• _Source_:
****************************************
# Query re Eligability for CE Scheme



## JP1234 (22 Feb 2010)

First off - apologies if this should be in the work etc forum, it kind of falls between 2 stools so wasn't sure where to post it!

My situation is this. At the end of Jan 09 I was put on a 3 day week and started claiming JSB for the other 2 days. This continued until November when I was made redundant and went on to full JSB.  After being let go I wrote to everyone I could think of looking for work, offering to work for free if necessary. A couple of weeks ago a community organisation rang me and asked if I could come in and do some "work experience" with them...notified SW etc and have been working roughly 15-20 hours the last 3 weeks. It transpired that one person had recently finished her CE placement and another is due to finish in 6 weeks and up to now they have been having difficulty finding suitable people to fill these vacancies. 

I contacted FAS and asked if I would qualify  for the part time integration option as I had been claiming JSB for 12 months even though I did work as well ( see link below re the 30 days of work rule) they confirmed I would still qualify as I had claimed the benefit continually. When I got to Fas the story had changed and I was told as I had worked more than 30 days I did not qualify. The lady I saw conceded the criteria did not take into account people who had been on short working weeks within the 12 months and it was open to interpretation! She agreed to send it off for consideration ( after much pleading from me) and says is now depends of how the SW office word their reply.

I am trying to find out if anyone has any experience or knowledge of a similar situation and what the outcome was, I surely cannot be the only person in the country who finds themselves caught in the middle like this. I can see where she is coming from and likewise she agreed that she can understand my view, most people I spoke to thought the 30 days thing was only an issue if I had signed off for that length of time while working.
****************************************
• _Items from a dataset_:
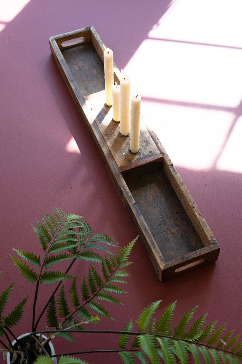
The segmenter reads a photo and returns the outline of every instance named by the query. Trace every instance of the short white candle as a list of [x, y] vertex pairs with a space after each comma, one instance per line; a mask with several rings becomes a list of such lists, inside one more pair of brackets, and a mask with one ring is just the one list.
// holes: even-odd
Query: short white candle
[[120, 80], [120, 132], [127, 136], [130, 132], [130, 78], [122, 70]]
[[116, 82], [112, 86], [112, 118], [114, 121], [120, 121], [120, 85]]
[[139, 150], [141, 96], [133, 95], [131, 98], [130, 151], [135, 154]]
[[112, 105], [112, 87], [114, 84], [114, 57], [112, 50], [107, 48], [104, 44], [103, 61], [104, 78], [106, 94], [106, 104], [109, 106]]

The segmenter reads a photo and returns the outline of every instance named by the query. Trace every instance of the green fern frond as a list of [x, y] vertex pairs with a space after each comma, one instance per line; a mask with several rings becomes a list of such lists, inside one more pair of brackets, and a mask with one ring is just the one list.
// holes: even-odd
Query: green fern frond
[[156, 340], [163, 354], [163, 360], [166, 364], [173, 364], [175, 363], [170, 340], [167, 337], [157, 337]]
[[63, 285], [59, 294], [57, 302], [59, 314], [60, 317], [65, 318], [70, 313]]
[[[124, 283], [124, 281], [122, 282]], [[127, 293], [127, 292], [125, 292], [121, 288], [120, 288], [118, 286], [115, 286], [114, 284], [112, 284], [110, 282], [108, 282], [105, 284], [103, 287], [103, 290], [107, 291], [108, 292], [112, 292], [114, 293]]]
[[78, 259], [85, 260], [86, 262], [101, 262], [102, 257], [98, 253], [91, 250], [85, 250], [81, 252], [77, 256]]
[[175, 329], [175, 336], [178, 337], [183, 337], [185, 335], [186, 327], [190, 321], [197, 306], [190, 310], [184, 315], [179, 323], [177, 324]]
[[76, 276], [65, 274], [62, 272], [45, 272], [41, 276], [40, 284], [44, 283], [45, 284], [48, 285], [54, 284], [55, 283], [61, 281], [72, 279], [75, 277]]
[[90, 298], [89, 289], [86, 281], [85, 276], [83, 277], [81, 292], [83, 301], [87, 301], [89, 300]]
[[184, 341], [176, 340], [173, 340], [173, 342], [176, 349], [176, 355], [181, 364], [187, 364], [189, 361], [189, 355], [186, 343]]
[[124, 364], [135, 364], [132, 353], [129, 351], [120, 351], [119, 355]]
[[152, 364], [158, 364], [159, 360], [156, 343], [153, 337], [148, 334], [139, 335], [138, 339], [140, 346]]
[[37, 280], [38, 276], [32, 269], [30, 269], [28, 266], [25, 264], [25, 263], [23, 263], [19, 259], [14, 258], [12, 256], [10, 256], [10, 257], [15, 265], [17, 267], [20, 274], [27, 281], [32, 284]]
[[56, 328], [58, 327], [58, 321], [56, 314], [56, 308], [54, 296], [52, 297], [48, 306], [46, 312], [46, 319], [49, 326]]
[[161, 301], [157, 301], [153, 302], [146, 307], [141, 313], [139, 318], [136, 321], [141, 331], [148, 329], [151, 320], [161, 302]]
[[72, 259], [74, 258], [75, 258], [74, 256], [73, 255], [70, 253], [67, 254], [65, 253], [62, 254], [60, 254], [59, 255], [49, 255], [46, 257], [45, 259], [45, 266], [46, 268], [49, 268], [54, 264], [57, 264], [58, 263], [64, 262], [66, 260], [68, 260], [69, 259]]
[[32, 224], [31, 224], [31, 226], [34, 229], [34, 231], [37, 237], [40, 242], [41, 245], [42, 246], [42, 249], [43, 249], [43, 250], [44, 252], [45, 252], [48, 248], [47, 242], [46, 239], [44, 238], [42, 234], [40, 231], [39, 231], [38, 229], [35, 227], [35, 226], [34, 226]]
[[74, 306], [76, 307], [78, 307], [80, 304], [80, 301], [77, 294], [77, 285], [76, 283], [76, 277], [75, 277], [71, 284], [70, 290], [71, 301], [72, 306]]
[[176, 301], [175, 301], [173, 303], [171, 304], [164, 310], [163, 314], [161, 315], [156, 324], [156, 328], [157, 334], [167, 332], [167, 327], [172, 321], [174, 315], [176, 302]]
[[25, 260], [27, 260], [32, 263], [32, 264], [39, 267], [40, 265], [40, 256], [37, 257], [37, 255], [34, 255], [32, 253], [29, 253], [28, 252], [23, 252], [22, 250], [17, 250], [16, 249], [13, 249], [13, 250], [17, 253], [18, 255]]
[[9, 299], [9, 295], [14, 284], [14, 283], [12, 283], [5, 291], [3, 291], [2, 294], [0, 296], [0, 321], [1, 321], [2, 313]]
[[202, 328], [205, 323], [207, 315], [208, 314], [206, 313], [197, 320], [185, 335], [185, 339], [189, 339], [190, 340], [197, 340], [198, 338], [199, 338]]
[[217, 323], [217, 320], [210, 323], [204, 330], [203, 330], [199, 335], [200, 341], [204, 341], [214, 331], [214, 328]]
[[238, 334], [237, 334], [237, 335], [236, 335], [234, 336], [234, 337], [233, 337], [232, 339], [232, 340], [230, 340], [229, 343], [228, 343], [227, 344], [227, 345], [225, 347], [226, 350], [227, 350], [228, 349], [230, 349], [230, 348], [231, 348], [232, 346], [233, 346], [234, 345], [234, 344], [236, 343], [238, 341], [238, 340], [239, 338], [239, 336], [240, 335], [240, 333], [239, 333]]
[[59, 253], [66, 249], [69, 249], [71, 248], [75, 248], [78, 246], [78, 244], [71, 242], [66, 242], [58, 243], [53, 244], [50, 248], [49, 252], [53, 254], [55, 253]]
[[26, 303], [28, 293], [23, 300], [21, 301], [12, 312], [3, 319], [4, 325], [8, 328], [12, 327], [17, 324], [22, 316], [24, 308]]
[[93, 300], [92, 301], [91, 301], [89, 303], [88, 306], [90, 308], [91, 308], [94, 311], [98, 312], [98, 313], [100, 313], [101, 314], [103, 315], [108, 318], [111, 319], [111, 320], [113, 320], [113, 318], [112, 318], [107, 310], [105, 309], [104, 307], [103, 307], [101, 305], [99, 304], [98, 302], [97, 302], [94, 300]]
[[98, 300], [102, 301], [106, 301], [107, 302], [112, 302], [113, 303], [116, 303], [118, 305], [123, 305], [120, 301], [111, 294], [108, 294], [105, 292], [99, 292], [97, 296]]
[[91, 316], [88, 310], [84, 306], [79, 309], [76, 313], [76, 314], [78, 317], [82, 320], [85, 320], [86, 321], [89, 320]]
[[[131, 319], [123, 329], [123, 331], [131, 331], [133, 329], [133, 320]], [[127, 343], [130, 338], [129, 335], [126, 334], [121, 334], [118, 340], [119, 349], [126, 349]]]
[[208, 340], [207, 344], [208, 345], [213, 345], [218, 340], [222, 332], [225, 330], [226, 324], [223, 324], [214, 332], [213, 335]]
[[96, 292], [97, 288], [96, 282], [93, 277], [91, 270], [89, 269], [88, 272], [88, 283], [89, 284], [89, 290], [93, 294]]
[[126, 246], [120, 249], [120, 254], [116, 256], [117, 262], [119, 265], [124, 263], [128, 259], [132, 248], [138, 238], [139, 236], [131, 242]]

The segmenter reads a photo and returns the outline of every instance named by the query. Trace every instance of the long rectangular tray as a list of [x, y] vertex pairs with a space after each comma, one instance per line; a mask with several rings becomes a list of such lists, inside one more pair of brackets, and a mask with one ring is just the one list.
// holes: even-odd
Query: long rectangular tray
[[[160, 142], [141, 118], [128, 151], [105, 101], [103, 42], [93, 27], [51, 37], [52, 53], [159, 279], [214, 262], [220, 248]], [[114, 64], [114, 81], [120, 72]]]

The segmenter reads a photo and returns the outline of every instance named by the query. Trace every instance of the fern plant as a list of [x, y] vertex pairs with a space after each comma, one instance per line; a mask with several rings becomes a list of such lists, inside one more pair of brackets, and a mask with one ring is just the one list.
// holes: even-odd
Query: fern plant
[[[115, 295], [125, 293], [120, 285], [126, 283], [124, 279], [128, 274], [123, 268], [131, 264], [128, 260], [137, 238], [115, 255], [110, 247], [116, 246], [115, 242], [104, 234], [93, 234], [91, 226], [82, 217], [74, 214], [66, 215], [56, 208], [52, 209], [52, 213], [45, 211], [45, 214], [41, 215], [42, 221], [36, 220], [37, 227], [32, 225], [41, 244], [42, 255], [14, 249], [17, 256], [11, 256], [20, 274], [31, 284], [35, 285], [32, 325], [29, 331], [37, 331], [41, 319], [46, 313], [48, 327], [62, 329], [59, 336], [73, 341], [71, 333], [66, 331], [67, 329], [83, 329], [84, 324], [97, 322], [99, 319], [93, 317], [94, 312], [112, 319], [103, 302], [122, 304]], [[78, 283], [77, 276], [69, 273], [77, 260], [89, 265], [88, 273], [81, 277]], [[70, 262], [64, 272], [56, 268], [67, 261]], [[97, 264], [98, 268], [95, 265]], [[67, 292], [63, 282], [70, 280], [72, 281], [71, 288]], [[38, 295], [43, 285], [54, 285], [55, 287], [36, 317]], [[20, 353], [20, 363], [25, 362], [24, 360], [32, 363], [33, 359], [29, 359], [28, 362], [20, 348], [14, 349], [10, 337], [11, 335], [17, 340], [11, 328], [19, 323], [22, 316], [27, 297], [10, 314], [3, 316], [12, 286], [11, 285], [0, 297], [0, 336], [4, 335], [8, 343], [6, 345], [0, 340], [4, 346], [0, 350], [4, 356], [7, 351], [13, 353], [13, 360]], [[68, 304], [67, 296], [70, 305]], [[47, 341], [53, 336], [49, 335]], [[17, 344], [17, 348], [20, 346]], [[33, 345], [30, 346], [32, 352]], [[38, 349], [41, 352], [41, 348]], [[31, 357], [29, 350], [28, 355], [29, 358]]]
[[[135, 321], [137, 331], [133, 331], [132, 319], [122, 331], [78, 330], [78, 332], [118, 335], [117, 349], [108, 351], [118, 353], [124, 364], [138, 362], [188, 364], [192, 359], [195, 364], [200, 364], [202, 360], [206, 364], [239, 364], [242, 361], [242, 341], [238, 341], [239, 334], [234, 335], [231, 331], [225, 335], [225, 324], [216, 329], [217, 321], [206, 325], [207, 314], [192, 320], [197, 307], [186, 313], [176, 325], [174, 324], [176, 301], [165, 308], [156, 320], [154, 315], [160, 302], [154, 302], [143, 310]], [[96, 352], [106, 351], [95, 351]], [[62, 355], [58, 363], [87, 364], [68, 353]], [[50, 357], [45, 356], [38, 358], [36, 363], [52, 364], [52, 361]]]

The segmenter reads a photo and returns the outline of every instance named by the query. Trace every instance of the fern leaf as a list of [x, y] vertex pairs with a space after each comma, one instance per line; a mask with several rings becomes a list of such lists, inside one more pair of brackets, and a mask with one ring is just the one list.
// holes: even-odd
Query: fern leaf
[[[62, 355], [58, 362], [58, 364], [88, 364], [88, 363], [81, 359], [78, 359], [77, 358], [74, 358], [71, 356], [64, 356]], [[37, 363], [37, 364], [39, 364]], [[40, 363], [42, 364], [42, 363]], [[43, 363], [43, 364], [44, 364]], [[47, 363], [49, 364], [49, 363]]]
[[120, 254], [116, 257], [117, 262], [119, 265], [124, 263], [128, 260], [131, 253], [132, 248], [138, 238], [139, 236], [137, 237], [128, 244], [127, 246], [125, 246], [123, 249], [120, 249]]
[[41, 215], [41, 217], [42, 218], [42, 221], [45, 225], [46, 228], [48, 229], [52, 236], [54, 236], [55, 234], [55, 230], [53, 228], [52, 224], [49, 221], [46, 219], [45, 217], [44, 217], [42, 215]]
[[214, 329], [214, 328], [217, 322], [217, 321], [216, 321], [211, 323], [208, 325], [206, 329], [201, 332], [199, 335], [199, 341], [204, 341], [210, 335], [211, 335]]
[[12, 283], [7, 289], [3, 291], [2, 294], [0, 296], [0, 321], [1, 321], [2, 313], [9, 299], [9, 296], [14, 284], [14, 283]]
[[67, 254], [66, 253], [59, 255], [49, 255], [46, 257], [45, 261], [45, 266], [46, 268], [49, 268], [52, 265], [58, 264], [62, 262], [64, 262], [69, 259], [72, 259], [74, 258], [74, 256], [70, 253]]
[[119, 355], [124, 364], [135, 364], [132, 353], [129, 351], [120, 351]]
[[105, 292], [99, 292], [97, 296], [98, 300], [102, 301], [106, 301], [107, 302], [112, 302], [113, 303], [116, 303], [118, 305], [123, 305], [120, 301], [111, 294], [108, 294]]
[[188, 344], [188, 350], [192, 354], [195, 364], [200, 364], [200, 352], [197, 347], [194, 344], [192, 343]]
[[150, 320], [156, 310], [160, 305], [161, 301], [154, 302], [147, 307], [141, 313], [138, 319], [136, 321], [141, 331], [148, 329]]
[[211, 364], [211, 357], [208, 349], [204, 346], [200, 347], [198, 349], [202, 354], [206, 364]]
[[181, 364], [187, 364], [189, 361], [188, 347], [186, 343], [179, 340], [173, 340], [175, 353], [180, 361]]
[[103, 284], [102, 280], [101, 278], [93, 266], [90, 264], [90, 268], [91, 270], [93, 276], [95, 280], [96, 284], [98, 287], [101, 287]]
[[240, 333], [239, 333], [238, 334], [237, 334], [237, 335], [236, 335], [234, 336], [234, 337], [233, 337], [232, 339], [232, 340], [230, 340], [230, 341], [229, 342], [229, 343], [228, 343], [228, 344], [227, 344], [227, 345], [225, 347], [225, 350], [227, 350], [228, 349], [230, 349], [230, 348], [231, 348], [232, 346], [234, 346], [234, 345], [238, 341], [238, 339], [239, 338], [239, 336], [240, 335]]
[[50, 248], [49, 253], [53, 254], [55, 253], [59, 253], [62, 250], [70, 249], [78, 246], [78, 244], [75, 242], [72, 243], [71, 242], [58, 243], [51, 245]]
[[58, 222], [57, 222], [56, 220], [55, 220], [50, 214], [48, 212], [46, 212], [45, 210], [45, 213], [46, 215], [49, 220], [50, 222], [52, 225], [52, 226], [54, 230], [57, 230], [59, 228], [59, 223]]
[[157, 334], [167, 332], [167, 327], [172, 321], [174, 315], [176, 302], [176, 301], [175, 301], [173, 303], [171, 303], [164, 310], [163, 314], [161, 316], [156, 324], [156, 328]]
[[217, 350], [216, 350], [214, 349], [211, 349], [209, 350], [210, 354], [213, 357], [214, 364], [220, 364], [220, 359], [218, 355]]
[[[123, 281], [122, 283], [123, 283]], [[125, 292], [118, 287], [114, 284], [112, 284], [110, 282], [108, 282], [103, 287], [103, 290], [107, 291], [108, 292], [112, 292], [114, 293], [126, 293], [127, 292]]]
[[62, 272], [45, 272], [41, 276], [40, 284], [44, 283], [45, 284], [48, 285], [54, 284], [61, 281], [72, 279], [75, 276], [76, 276], [65, 274]]
[[149, 358], [152, 364], [158, 364], [157, 349], [155, 342], [148, 334], [139, 335], [138, 337], [140, 346], [144, 352]]
[[134, 351], [133, 353], [134, 355], [135, 355], [137, 356], [141, 363], [141, 364], [148, 364], [148, 362], [146, 360], [144, 354], [142, 352]]
[[88, 321], [91, 318], [91, 314], [86, 307], [82, 306], [76, 312], [76, 314], [78, 317], [85, 320], [86, 321]]
[[208, 345], [213, 345], [216, 343], [221, 336], [222, 332], [225, 329], [226, 324], [222, 325], [219, 328], [214, 332], [213, 335], [208, 340], [207, 344]]
[[157, 337], [156, 340], [164, 356], [164, 360], [166, 364], [173, 364], [175, 361], [170, 340], [167, 337]]
[[83, 250], [80, 252], [77, 257], [78, 259], [85, 260], [86, 262], [99, 262], [102, 261], [102, 257], [98, 253], [91, 250]]
[[[133, 320], [132, 318], [125, 327], [123, 329], [123, 331], [131, 331], [133, 329]], [[121, 334], [118, 340], [119, 349], [126, 349], [127, 343], [130, 338], [130, 335], [127, 334]]]
[[65, 318], [70, 313], [70, 311], [68, 309], [67, 301], [66, 298], [65, 293], [63, 285], [59, 294], [58, 304], [59, 314], [60, 317]]
[[197, 306], [196, 306], [184, 315], [175, 329], [175, 336], [178, 337], [184, 337], [187, 325], [192, 318], [197, 307]]
[[113, 318], [112, 318], [108, 311], [94, 300], [93, 300], [90, 302], [89, 302], [88, 304], [88, 306], [90, 308], [96, 311], [98, 313], [100, 313], [101, 314], [103, 315], [108, 318], [113, 320]]
[[41, 245], [42, 246], [42, 249], [43, 249], [43, 250], [44, 252], [45, 252], [48, 248], [47, 242], [46, 241], [46, 240], [40, 232], [39, 231], [38, 229], [37, 229], [35, 226], [34, 226], [33, 225], [32, 225], [32, 224], [31, 224], [31, 226], [34, 229], [34, 231], [37, 237], [40, 242]]
[[201, 329], [205, 323], [206, 318], [208, 315], [206, 313], [204, 316], [200, 317], [193, 324], [188, 332], [185, 336], [185, 338], [190, 340], [196, 340], [199, 338]]
[[80, 301], [77, 294], [75, 277], [73, 281], [70, 293], [70, 294], [71, 305], [72, 306], [75, 306], [76, 307], [78, 307], [80, 304]]
[[90, 298], [89, 289], [86, 282], [85, 276], [83, 277], [82, 285], [81, 294], [83, 301], [87, 301]]
[[102, 273], [103, 274], [103, 276], [104, 279], [107, 279], [108, 277], [108, 274], [107, 272], [107, 271], [106, 266], [104, 262], [104, 261], [102, 258], [101, 262], [102, 265]]
[[90, 269], [89, 269], [88, 273], [88, 283], [89, 283], [89, 289], [91, 293], [94, 294], [97, 290], [97, 286], [91, 274], [91, 270]]
[[20, 272], [20, 274], [23, 276], [27, 281], [32, 284], [37, 280], [38, 276], [33, 269], [30, 269], [28, 266], [25, 264], [25, 263], [23, 263], [19, 259], [14, 258], [11, 256], [10, 256], [10, 257], [15, 265], [17, 267]]
[[9, 313], [8, 316], [4, 319], [4, 326], [12, 327], [17, 324], [22, 316], [24, 308], [26, 303], [28, 293], [23, 300], [16, 306], [15, 308]]
[[52, 298], [47, 310], [46, 319], [47, 323], [51, 327], [57, 328], [58, 321], [56, 315], [56, 301], [54, 297]]
[[32, 263], [32, 264], [39, 267], [40, 265], [40, 256], [37, 257], [37, 255], [34, 255], [32, 253], [29, 253], [28, 252], [23, 252], [22, 250], [17, 250], [16, 249], [13, 249], [13, 250], [17, 253], [18, 255], [23, 259], [27, 260], [30, 263]]

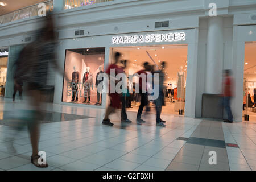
****************************************
• _Required task A_: Say whether each statement agrees with the CE scheme thread, giving yes or no and quoting the words of the thread that decide it: (i) The poster was made redundant in November. (ii) At the FAS office, the poster was told they qualified. (iii) The community organisation had been struggling to fill the vacancies.
• _Required task B_: Extend the CE scheme thread from the point where it stops.

• _Reply A_:
(i) Yes: "This continued until November when I was made redundant and went on to full JSB."
(ii) No: "When I got to Fas the story had changed and I was told as I had worked more than 30 days I did not qualify."
(iii) Yes: "up to now they have been having difficulty finding suitable people to fill these vacancies."

• _Reply B_:
It would be a shame if I lost out on the placement and if they do refuse me my manager has said she will appeal the decision, it would be useful if there was some precedent I could use.

Link to Fás

http://www.fas.ie/en/Communities/Community+Employment/Eligibility+–+Participant/Part-time+Integration+Option.htm


----------



## Black Sheep (27 Feb 2010)

Not sure if I understand your question exactly but I worked on a CE scheme directly after being on a three day week and part-time JB. However that was a few years ago (2004). But I don't see any changes in the criteria since then
Perhaps are tighter now with greater demand


----------



## Black Sheep (27 Feb 2010)

I may have given mis-information. On mature recollection my 3 day week (with 3 days JB) ended in August and Ce scheme started in December, same year


----------



## JP1234 (28 Feb 2010)

Thanks Black Sheep, you have answered me perfectly..my 3 day week ended in November 09 and the CE scheme would be starting in the next few weeks - a similar timescale to yourself.

I suspect you are right that they are being far stricter with the criteria now.


----------



## JP1234 (15 Mar 2010)

Just as an update in case anyone else finds themself in a similar situation, I got approved for the scheme as of today.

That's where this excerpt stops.